---------- Given records
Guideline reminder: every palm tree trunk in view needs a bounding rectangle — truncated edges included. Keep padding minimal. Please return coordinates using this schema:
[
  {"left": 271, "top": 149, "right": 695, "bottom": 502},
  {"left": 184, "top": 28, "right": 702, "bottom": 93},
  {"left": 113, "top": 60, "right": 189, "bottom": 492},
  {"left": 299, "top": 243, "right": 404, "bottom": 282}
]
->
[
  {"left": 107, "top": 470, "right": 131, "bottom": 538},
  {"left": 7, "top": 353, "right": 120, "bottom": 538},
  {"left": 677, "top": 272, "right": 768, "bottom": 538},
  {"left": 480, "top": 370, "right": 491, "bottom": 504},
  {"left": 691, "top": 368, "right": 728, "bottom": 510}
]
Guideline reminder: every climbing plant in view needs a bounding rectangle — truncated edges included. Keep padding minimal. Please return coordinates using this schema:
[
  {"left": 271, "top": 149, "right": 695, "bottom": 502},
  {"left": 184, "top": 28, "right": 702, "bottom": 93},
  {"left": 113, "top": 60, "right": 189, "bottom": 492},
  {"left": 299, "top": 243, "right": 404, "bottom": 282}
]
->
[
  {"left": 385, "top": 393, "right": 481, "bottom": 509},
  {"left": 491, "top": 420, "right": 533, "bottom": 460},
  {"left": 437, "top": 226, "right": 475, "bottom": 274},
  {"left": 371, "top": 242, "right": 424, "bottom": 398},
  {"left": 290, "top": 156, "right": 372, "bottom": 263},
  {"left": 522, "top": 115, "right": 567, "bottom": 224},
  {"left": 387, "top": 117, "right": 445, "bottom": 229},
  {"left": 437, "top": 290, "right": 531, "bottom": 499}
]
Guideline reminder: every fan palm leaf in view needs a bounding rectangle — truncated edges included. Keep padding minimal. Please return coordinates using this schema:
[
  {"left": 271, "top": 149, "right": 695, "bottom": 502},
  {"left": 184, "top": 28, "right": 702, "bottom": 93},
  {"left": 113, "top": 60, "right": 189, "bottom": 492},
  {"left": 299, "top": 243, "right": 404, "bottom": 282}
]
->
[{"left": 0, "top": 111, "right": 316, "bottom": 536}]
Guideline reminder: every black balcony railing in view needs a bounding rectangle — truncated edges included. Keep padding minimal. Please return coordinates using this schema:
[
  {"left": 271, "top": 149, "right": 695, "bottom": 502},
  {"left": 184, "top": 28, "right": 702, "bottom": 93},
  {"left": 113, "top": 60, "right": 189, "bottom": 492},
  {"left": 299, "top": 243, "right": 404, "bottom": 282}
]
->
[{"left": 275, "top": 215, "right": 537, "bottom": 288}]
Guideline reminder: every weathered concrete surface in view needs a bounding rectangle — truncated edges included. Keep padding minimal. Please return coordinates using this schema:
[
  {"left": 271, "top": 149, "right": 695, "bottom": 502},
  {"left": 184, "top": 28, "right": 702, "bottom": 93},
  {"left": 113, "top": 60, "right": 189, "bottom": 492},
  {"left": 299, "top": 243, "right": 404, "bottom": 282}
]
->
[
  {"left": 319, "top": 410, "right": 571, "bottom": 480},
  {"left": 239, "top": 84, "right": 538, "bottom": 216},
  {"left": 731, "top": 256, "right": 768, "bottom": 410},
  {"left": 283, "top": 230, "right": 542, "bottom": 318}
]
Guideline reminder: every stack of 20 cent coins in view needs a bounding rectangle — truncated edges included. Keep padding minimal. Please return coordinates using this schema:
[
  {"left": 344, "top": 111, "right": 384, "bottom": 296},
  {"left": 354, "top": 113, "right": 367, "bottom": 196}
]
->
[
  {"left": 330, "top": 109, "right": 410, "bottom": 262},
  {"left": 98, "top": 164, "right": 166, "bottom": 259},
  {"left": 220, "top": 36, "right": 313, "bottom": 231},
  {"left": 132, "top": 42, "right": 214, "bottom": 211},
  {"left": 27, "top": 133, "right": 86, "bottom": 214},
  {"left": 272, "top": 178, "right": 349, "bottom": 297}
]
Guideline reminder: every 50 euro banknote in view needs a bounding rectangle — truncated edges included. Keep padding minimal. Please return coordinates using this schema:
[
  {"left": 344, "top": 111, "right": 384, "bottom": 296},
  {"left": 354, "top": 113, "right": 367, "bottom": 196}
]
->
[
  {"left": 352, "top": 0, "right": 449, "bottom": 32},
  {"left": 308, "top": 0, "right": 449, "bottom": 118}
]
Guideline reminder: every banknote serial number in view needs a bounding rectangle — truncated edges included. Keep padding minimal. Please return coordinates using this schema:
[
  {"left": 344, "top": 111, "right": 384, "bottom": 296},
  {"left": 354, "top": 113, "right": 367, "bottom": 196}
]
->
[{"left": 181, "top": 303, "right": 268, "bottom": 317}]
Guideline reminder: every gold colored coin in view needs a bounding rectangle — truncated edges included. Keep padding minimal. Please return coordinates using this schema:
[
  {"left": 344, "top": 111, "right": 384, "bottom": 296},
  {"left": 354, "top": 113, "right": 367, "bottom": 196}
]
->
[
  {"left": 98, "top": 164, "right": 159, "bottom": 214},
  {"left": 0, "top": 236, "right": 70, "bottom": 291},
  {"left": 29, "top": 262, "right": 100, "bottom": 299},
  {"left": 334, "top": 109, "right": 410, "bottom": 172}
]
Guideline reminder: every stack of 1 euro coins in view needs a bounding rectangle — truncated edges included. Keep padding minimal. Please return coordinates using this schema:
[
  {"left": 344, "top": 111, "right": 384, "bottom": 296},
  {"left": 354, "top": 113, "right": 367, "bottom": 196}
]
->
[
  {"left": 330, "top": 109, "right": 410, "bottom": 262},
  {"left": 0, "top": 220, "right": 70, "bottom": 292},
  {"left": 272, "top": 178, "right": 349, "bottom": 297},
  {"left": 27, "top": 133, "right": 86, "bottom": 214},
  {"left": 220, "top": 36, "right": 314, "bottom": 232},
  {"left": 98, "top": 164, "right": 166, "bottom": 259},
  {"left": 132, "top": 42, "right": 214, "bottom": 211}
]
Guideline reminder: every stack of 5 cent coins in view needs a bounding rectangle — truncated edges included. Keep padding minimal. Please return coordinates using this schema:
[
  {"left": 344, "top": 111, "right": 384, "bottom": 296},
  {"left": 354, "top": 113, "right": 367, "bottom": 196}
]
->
--------------------
---------- Given records
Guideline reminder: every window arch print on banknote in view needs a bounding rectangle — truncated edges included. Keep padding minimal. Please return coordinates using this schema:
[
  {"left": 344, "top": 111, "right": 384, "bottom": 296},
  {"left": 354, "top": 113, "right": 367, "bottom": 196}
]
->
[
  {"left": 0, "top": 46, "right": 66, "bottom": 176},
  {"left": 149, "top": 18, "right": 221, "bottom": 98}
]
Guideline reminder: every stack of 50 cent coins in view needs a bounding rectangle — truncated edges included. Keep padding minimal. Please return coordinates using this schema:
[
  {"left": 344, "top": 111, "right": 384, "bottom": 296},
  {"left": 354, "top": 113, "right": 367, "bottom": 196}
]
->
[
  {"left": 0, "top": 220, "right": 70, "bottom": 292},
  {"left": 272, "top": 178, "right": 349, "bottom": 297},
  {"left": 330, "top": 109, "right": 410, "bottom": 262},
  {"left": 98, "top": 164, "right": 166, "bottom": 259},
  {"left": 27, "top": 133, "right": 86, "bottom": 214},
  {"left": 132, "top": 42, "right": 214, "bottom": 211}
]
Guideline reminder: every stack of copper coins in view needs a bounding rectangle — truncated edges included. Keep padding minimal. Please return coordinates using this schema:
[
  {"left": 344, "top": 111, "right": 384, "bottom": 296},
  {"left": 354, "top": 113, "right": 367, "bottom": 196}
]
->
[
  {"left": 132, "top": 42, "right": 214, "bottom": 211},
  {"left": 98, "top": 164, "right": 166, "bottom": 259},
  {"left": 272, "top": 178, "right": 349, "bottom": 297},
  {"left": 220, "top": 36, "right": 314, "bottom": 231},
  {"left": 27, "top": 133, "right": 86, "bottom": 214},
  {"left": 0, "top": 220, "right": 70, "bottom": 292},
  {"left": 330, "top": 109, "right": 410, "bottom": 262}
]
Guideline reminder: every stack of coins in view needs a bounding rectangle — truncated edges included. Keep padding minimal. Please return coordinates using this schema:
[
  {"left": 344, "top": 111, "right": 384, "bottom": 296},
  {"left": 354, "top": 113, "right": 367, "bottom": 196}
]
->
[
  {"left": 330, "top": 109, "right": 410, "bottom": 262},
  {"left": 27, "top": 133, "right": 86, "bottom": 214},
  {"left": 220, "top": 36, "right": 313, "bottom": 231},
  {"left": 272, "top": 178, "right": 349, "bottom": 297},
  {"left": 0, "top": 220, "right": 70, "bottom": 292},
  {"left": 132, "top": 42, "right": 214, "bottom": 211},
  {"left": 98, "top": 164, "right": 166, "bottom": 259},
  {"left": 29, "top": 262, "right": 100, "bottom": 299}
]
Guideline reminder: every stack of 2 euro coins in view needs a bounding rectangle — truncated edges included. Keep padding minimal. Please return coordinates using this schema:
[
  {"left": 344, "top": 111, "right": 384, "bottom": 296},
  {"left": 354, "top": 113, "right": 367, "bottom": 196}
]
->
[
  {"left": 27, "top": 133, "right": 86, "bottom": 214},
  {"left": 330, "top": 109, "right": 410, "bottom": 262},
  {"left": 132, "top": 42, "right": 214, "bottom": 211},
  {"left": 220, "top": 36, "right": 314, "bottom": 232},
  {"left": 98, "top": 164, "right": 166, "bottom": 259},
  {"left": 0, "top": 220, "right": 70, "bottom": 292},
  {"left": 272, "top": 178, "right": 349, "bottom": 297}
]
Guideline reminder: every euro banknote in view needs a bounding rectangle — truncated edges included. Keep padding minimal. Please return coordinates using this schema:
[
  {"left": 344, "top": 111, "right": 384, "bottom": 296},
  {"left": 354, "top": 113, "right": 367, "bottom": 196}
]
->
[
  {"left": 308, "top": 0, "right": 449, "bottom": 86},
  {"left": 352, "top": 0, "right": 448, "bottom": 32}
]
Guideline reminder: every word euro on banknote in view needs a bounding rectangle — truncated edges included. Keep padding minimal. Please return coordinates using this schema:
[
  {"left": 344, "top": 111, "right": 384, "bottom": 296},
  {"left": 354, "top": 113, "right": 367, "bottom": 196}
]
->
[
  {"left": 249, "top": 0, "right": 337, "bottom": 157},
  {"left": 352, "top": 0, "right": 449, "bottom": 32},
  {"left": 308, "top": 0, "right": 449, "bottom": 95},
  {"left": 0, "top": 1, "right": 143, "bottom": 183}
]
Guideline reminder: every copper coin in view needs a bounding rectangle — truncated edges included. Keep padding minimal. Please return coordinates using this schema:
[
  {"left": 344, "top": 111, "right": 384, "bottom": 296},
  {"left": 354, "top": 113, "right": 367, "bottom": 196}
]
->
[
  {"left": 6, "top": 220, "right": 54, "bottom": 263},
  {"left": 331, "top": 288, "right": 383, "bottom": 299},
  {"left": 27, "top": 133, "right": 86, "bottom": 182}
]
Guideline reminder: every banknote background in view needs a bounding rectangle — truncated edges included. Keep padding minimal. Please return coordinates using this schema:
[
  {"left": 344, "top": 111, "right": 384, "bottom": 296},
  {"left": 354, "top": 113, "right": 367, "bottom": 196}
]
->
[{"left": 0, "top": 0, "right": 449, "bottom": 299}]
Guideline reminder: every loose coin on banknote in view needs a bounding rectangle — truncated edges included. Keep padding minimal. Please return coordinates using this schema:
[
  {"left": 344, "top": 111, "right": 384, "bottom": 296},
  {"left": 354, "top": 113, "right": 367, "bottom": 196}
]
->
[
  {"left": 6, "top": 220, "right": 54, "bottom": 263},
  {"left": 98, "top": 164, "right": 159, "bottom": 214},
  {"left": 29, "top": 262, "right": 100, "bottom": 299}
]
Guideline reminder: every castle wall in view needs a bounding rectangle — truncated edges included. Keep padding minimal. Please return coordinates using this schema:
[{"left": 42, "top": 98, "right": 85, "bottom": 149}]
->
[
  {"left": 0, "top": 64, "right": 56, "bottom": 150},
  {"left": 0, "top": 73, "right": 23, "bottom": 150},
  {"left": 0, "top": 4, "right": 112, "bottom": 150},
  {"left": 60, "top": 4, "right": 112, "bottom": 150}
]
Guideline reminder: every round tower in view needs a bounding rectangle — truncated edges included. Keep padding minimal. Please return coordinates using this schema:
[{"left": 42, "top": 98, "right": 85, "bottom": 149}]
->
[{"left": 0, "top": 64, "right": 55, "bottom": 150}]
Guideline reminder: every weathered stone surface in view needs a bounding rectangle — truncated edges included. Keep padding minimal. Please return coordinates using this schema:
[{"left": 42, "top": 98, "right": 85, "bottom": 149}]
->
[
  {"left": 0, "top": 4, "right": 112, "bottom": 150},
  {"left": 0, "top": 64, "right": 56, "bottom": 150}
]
--------------------
---------- Given records
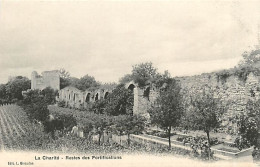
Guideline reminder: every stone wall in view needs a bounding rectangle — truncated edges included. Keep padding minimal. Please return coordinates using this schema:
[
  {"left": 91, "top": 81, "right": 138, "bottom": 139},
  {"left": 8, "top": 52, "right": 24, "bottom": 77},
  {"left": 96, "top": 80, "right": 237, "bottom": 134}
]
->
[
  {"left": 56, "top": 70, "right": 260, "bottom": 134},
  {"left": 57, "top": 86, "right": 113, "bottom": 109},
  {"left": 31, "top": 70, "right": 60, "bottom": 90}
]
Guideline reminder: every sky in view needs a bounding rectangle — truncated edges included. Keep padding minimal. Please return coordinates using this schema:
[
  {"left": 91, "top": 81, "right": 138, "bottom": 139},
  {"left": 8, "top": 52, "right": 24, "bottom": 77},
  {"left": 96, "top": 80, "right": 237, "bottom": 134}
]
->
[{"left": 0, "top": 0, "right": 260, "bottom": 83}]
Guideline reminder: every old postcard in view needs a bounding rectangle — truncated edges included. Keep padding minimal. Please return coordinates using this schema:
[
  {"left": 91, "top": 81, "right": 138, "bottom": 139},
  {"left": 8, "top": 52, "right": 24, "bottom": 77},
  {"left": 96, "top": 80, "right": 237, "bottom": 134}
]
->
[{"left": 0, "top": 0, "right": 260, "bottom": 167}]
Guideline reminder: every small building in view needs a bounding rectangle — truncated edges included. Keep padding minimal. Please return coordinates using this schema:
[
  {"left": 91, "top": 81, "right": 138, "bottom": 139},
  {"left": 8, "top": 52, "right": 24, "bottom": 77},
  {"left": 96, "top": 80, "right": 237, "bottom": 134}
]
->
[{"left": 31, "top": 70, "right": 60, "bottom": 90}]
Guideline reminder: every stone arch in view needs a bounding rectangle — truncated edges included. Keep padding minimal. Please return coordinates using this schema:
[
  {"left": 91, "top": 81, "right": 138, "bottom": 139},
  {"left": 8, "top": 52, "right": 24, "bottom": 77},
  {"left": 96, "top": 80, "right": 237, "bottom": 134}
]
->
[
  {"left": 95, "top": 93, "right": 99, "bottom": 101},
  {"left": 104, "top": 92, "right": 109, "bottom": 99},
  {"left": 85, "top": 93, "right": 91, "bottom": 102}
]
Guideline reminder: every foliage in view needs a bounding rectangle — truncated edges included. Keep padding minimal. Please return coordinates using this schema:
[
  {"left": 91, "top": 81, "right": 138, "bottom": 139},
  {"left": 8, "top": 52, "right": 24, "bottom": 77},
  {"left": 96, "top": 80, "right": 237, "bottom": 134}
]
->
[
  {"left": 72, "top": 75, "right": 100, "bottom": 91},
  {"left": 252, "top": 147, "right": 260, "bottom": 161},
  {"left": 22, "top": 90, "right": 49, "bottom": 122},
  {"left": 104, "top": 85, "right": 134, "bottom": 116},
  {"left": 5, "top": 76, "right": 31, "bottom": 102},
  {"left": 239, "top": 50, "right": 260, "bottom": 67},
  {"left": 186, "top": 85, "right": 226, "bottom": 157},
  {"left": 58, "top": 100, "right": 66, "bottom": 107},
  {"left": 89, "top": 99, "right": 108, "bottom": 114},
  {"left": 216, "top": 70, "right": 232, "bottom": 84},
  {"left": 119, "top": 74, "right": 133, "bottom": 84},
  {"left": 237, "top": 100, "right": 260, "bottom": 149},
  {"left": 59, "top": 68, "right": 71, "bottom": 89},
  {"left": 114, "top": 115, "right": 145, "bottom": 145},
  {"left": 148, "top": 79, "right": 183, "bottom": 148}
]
--------------------
**Task to carry out:** List every line in the records above that contains the word "stone".

**Response to the task:**
Guideline reminder: every weathered stone surface in view needs a bounding rectangle — truncated edges included. Keep padding minimal. Please return coordinates using this schema:
Guideline reminder: every stone wall in view needs a bounding rectangle — truncated edges included. Keep padding minimal. Please return coordinates using this schema:
Guideline reminder: every stone arch in view needs a bounding rectangle — truncated edges included. Keep padding minimal. Please return coordinates using this schema:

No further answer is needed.